_Document excerpt_.
[cap-talk] Capability levels - transparent network extension, no encryption
Mark S. Miller
markm at cs.jhu.edu
Thu Aug 17 15:19:47 EDT 2006
Jed at Webstart wrote:
> At 03:14 PM 8/16/2006, you wrote:
>> If you are asking, in what way are caps-as-data weaker than
>> object-caps, then please see Section 11.5 of my thesis: "The Limits of
>> Decentralized Access Control".
>
> I assume you're referring to:
>
> http://www.cypherpunks.to/erights/talks/thesis/markm-thesis.pdf
Yes.
> I hadn't seen it before. Of course I'll read it with pleasure and pay
> particular attention to that section.
Great, thanks! I look forward to your comments.
> Let me note here a misconception I see in Section 25.3 DCCS:
>
> "Jed Donnelley's DCCS" [Don76] is the first to realize and explain how
> the capability model
> may be cryptographically stretched between mutually defensive machines
> in a decentralized
> manner"
>
> The DCCS:
>
> http://www.webstart.com/jed/papers/DCCS/
>
> did not depend in any way on cryptography. It assumed that network
> addresses could be relied upon. That is, if I receive a message from
> X it came from X and if I send a message to Y then at most Y will
> receive it. There are a variety of means for assuring the correctness
> of network addresses, some hardware and some software, including
> some using encryption and some not. The DCCS design is agnostic in
> that regard and doesn't itself include any cryptography.

_Requirement 1_. In the records, set down word for word the lines starting at the one containing "Grounding request — find the tomato" and ending with the one containing "xmin=157 ymin=146 xmax=206 ymax=177".
The message and the records have nothing to do with each other.

(Stored data entries)
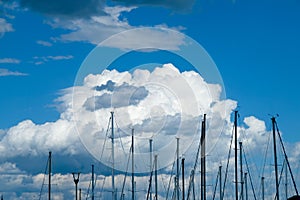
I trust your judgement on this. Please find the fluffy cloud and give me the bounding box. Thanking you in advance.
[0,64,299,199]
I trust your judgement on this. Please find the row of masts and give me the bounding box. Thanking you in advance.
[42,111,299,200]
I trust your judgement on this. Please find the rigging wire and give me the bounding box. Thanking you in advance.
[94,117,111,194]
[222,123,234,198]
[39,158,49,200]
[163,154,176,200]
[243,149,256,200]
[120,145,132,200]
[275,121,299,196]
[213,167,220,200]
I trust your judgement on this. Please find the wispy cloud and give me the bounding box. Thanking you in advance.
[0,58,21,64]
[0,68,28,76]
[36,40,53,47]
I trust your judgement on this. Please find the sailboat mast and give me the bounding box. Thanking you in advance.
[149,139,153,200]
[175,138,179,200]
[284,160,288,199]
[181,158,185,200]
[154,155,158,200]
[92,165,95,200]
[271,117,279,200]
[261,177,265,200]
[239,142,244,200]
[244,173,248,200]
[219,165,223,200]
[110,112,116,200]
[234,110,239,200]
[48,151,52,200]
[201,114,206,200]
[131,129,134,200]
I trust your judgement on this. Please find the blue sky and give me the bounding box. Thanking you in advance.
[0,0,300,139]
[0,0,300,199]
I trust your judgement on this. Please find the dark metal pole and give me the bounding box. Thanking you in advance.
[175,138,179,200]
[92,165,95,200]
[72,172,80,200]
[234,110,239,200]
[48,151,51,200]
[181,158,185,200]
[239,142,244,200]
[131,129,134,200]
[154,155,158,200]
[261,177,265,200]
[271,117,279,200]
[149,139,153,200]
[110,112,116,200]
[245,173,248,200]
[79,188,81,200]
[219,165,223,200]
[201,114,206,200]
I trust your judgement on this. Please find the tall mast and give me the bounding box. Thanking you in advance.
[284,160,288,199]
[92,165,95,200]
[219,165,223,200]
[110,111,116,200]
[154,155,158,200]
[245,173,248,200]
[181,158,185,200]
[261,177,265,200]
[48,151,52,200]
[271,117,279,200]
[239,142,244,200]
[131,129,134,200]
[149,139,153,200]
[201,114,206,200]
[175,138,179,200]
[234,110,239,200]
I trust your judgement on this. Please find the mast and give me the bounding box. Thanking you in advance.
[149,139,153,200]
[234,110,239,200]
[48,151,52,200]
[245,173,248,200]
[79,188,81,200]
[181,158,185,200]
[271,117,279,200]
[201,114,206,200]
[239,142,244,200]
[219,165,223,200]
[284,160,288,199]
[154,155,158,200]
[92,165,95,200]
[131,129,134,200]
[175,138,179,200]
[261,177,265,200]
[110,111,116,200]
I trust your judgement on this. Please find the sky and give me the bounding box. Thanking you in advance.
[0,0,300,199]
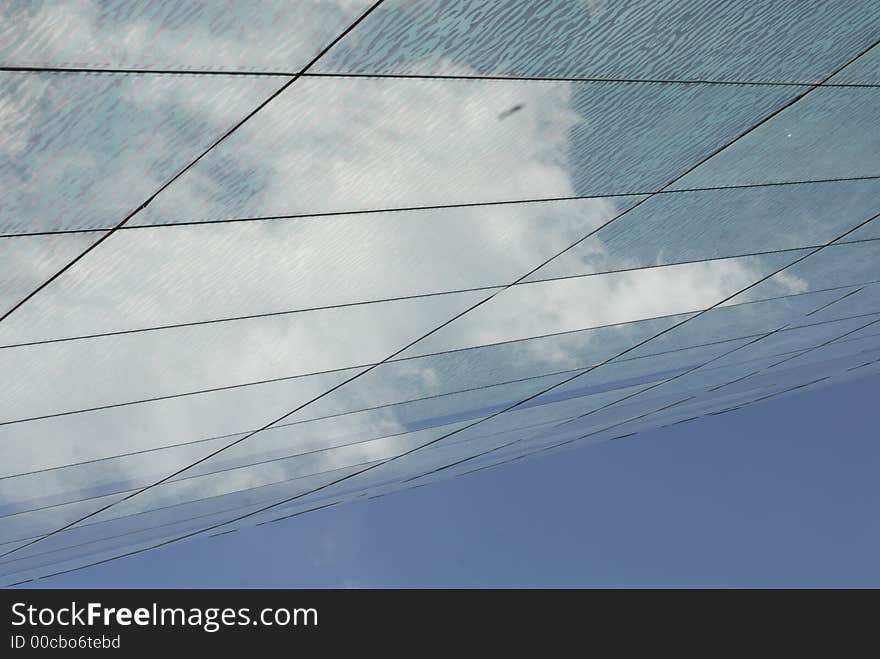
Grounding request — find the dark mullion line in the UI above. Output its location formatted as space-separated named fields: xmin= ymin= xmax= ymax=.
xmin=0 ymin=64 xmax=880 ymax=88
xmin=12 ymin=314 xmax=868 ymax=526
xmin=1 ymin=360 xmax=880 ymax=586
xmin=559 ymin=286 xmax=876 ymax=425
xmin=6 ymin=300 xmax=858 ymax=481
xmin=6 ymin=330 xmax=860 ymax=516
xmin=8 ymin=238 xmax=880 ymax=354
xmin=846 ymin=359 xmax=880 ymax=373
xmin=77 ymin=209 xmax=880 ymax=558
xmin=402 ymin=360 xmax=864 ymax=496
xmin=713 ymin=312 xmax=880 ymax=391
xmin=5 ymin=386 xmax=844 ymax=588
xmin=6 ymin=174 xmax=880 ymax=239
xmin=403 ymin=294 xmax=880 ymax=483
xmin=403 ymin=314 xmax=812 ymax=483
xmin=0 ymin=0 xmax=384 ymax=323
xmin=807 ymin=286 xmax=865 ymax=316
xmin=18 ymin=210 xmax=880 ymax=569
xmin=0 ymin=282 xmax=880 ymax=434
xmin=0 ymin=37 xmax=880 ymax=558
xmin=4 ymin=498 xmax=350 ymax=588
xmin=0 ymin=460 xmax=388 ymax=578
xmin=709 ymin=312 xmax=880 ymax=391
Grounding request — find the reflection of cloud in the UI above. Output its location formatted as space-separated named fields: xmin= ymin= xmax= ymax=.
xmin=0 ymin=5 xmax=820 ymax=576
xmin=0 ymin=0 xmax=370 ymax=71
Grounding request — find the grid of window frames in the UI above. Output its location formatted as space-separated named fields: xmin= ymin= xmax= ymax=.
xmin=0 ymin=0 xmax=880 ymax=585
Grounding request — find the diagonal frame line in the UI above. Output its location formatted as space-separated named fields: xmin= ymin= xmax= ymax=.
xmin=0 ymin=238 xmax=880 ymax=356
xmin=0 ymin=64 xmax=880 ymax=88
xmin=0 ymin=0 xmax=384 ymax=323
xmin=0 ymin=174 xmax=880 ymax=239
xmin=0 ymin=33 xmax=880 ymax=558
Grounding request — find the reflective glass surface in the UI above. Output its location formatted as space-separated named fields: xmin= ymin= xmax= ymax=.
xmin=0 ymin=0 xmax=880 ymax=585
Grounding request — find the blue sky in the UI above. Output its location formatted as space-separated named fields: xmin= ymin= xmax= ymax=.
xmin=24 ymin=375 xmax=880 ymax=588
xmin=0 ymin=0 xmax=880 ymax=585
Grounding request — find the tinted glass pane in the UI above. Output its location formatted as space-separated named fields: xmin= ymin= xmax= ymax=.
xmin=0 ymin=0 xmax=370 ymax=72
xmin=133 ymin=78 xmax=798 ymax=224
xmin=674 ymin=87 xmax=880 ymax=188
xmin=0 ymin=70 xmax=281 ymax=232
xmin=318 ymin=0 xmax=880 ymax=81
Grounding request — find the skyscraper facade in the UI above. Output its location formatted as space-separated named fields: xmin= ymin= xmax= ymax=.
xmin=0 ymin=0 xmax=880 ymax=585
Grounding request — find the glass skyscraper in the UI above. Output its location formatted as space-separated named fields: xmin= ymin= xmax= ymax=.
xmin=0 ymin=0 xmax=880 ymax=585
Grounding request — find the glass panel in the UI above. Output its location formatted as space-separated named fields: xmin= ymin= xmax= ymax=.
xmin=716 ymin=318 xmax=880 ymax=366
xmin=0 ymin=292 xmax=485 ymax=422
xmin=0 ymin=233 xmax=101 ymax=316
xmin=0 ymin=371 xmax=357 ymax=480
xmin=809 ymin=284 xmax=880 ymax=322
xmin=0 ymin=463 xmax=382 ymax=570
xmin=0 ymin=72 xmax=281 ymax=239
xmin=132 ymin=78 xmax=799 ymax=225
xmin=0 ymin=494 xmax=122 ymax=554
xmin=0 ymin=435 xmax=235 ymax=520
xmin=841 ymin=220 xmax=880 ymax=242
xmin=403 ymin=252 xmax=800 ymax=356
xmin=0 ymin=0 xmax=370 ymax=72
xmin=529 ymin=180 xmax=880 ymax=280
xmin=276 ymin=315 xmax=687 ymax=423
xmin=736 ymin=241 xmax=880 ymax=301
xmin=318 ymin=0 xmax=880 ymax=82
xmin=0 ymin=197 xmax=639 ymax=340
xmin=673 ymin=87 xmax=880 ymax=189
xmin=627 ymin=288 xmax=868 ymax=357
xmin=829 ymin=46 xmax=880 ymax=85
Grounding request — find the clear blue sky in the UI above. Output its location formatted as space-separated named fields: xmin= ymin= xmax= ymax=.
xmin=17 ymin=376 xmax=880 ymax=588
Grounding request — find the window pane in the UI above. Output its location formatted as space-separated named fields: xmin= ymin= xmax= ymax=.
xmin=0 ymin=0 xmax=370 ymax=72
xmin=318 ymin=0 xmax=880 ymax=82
==
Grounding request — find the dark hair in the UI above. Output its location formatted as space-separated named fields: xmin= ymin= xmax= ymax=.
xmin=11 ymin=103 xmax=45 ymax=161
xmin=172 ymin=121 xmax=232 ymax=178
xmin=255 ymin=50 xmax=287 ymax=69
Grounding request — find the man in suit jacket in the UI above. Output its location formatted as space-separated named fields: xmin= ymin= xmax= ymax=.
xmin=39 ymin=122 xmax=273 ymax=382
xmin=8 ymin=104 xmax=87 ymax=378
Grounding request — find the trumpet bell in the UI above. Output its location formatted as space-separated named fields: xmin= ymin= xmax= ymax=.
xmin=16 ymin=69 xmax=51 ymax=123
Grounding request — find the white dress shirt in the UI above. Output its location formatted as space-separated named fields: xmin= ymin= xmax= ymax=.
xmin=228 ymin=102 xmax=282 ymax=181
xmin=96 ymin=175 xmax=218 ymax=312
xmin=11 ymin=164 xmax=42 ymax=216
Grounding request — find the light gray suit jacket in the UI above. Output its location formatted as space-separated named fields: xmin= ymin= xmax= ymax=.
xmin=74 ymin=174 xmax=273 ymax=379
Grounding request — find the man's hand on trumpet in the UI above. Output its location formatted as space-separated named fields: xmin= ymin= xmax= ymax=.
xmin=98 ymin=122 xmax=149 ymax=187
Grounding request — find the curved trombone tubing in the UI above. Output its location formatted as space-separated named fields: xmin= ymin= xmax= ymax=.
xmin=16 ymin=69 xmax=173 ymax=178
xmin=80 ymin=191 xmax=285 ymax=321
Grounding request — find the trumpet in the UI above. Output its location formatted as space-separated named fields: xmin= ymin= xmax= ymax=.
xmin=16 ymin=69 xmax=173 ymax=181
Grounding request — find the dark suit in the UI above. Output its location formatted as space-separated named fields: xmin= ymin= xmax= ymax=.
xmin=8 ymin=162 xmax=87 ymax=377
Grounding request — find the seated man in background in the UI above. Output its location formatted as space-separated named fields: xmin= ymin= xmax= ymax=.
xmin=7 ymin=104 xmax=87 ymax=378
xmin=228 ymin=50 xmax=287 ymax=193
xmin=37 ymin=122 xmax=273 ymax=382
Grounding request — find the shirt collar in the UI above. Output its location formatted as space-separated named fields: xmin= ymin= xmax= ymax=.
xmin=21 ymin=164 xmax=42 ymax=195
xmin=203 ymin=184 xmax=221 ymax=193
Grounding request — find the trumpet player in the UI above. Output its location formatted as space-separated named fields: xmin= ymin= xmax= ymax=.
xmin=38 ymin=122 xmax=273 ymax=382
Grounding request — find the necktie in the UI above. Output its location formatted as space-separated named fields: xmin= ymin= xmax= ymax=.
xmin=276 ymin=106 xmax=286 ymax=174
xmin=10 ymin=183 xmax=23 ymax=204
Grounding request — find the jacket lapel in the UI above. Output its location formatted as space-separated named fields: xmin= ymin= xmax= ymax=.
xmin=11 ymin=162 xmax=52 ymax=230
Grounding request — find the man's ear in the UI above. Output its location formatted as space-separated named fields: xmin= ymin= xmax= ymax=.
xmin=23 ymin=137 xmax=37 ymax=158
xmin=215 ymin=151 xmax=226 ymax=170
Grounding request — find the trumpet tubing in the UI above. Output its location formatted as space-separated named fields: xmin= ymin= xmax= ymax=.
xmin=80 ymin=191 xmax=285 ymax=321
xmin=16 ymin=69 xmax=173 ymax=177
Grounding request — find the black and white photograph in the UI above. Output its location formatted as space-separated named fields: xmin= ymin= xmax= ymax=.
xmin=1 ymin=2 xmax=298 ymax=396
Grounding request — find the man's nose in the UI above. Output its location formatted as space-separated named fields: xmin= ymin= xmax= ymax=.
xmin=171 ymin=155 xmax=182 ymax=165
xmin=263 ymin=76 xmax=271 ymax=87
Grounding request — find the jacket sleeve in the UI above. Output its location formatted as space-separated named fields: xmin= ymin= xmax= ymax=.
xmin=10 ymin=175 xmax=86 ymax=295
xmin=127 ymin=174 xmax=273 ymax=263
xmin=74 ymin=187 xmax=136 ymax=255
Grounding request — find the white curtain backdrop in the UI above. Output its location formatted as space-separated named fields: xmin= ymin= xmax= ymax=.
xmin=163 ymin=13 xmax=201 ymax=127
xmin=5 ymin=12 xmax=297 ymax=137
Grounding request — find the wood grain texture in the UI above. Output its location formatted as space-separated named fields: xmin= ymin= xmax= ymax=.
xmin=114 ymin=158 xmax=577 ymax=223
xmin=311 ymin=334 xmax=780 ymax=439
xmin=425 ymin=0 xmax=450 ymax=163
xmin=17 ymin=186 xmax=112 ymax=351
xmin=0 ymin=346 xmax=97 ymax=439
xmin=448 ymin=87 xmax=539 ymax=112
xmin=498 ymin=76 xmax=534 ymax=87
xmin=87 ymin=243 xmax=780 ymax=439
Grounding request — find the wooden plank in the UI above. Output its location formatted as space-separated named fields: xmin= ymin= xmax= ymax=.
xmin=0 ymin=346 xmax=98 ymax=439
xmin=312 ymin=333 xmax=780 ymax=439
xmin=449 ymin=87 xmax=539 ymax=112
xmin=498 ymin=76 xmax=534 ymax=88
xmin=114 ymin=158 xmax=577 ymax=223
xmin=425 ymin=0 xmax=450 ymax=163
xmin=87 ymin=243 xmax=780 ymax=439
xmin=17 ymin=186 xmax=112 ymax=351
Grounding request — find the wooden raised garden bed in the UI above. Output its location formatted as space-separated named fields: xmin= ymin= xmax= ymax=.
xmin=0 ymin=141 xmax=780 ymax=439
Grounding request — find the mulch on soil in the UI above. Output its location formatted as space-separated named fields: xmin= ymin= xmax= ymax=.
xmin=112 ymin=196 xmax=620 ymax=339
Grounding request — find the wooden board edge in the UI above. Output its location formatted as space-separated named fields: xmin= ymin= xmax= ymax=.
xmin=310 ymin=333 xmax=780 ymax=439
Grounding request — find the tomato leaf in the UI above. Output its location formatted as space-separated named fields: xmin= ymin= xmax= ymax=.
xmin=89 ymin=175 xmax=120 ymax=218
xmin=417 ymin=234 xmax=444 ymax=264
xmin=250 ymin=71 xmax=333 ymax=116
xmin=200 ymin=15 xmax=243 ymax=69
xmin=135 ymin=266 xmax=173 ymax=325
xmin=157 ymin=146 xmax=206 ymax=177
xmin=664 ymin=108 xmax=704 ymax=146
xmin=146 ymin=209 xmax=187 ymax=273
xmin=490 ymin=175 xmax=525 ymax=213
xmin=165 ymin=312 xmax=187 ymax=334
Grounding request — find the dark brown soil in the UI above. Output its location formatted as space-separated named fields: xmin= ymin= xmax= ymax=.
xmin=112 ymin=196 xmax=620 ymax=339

_Requirement 2_. In the mailing-list message, what did the DCCS design assume about network addresses?

_Final result 1_.
Grounding request — find the tomato leaf in the UI above. Output its location formatted as space-separated named fields: xmin= ymin= xmax= ymax=.
xmin=89 ymin=175 xmax=120 ymax=218
xmin=417 ymin=234 xmax=444 ymax=264
xmin=250 ymin=71 xmax=333 ymax=116
xmin=200 ymin=15 xmax=243 ymax=69
xmin=135 ymin=266 xmax=173 ymax=325
xmin=157 ymin=146 xmax=206 ymax=177

_Final result 2_. It assumed network addresses could be relied upon.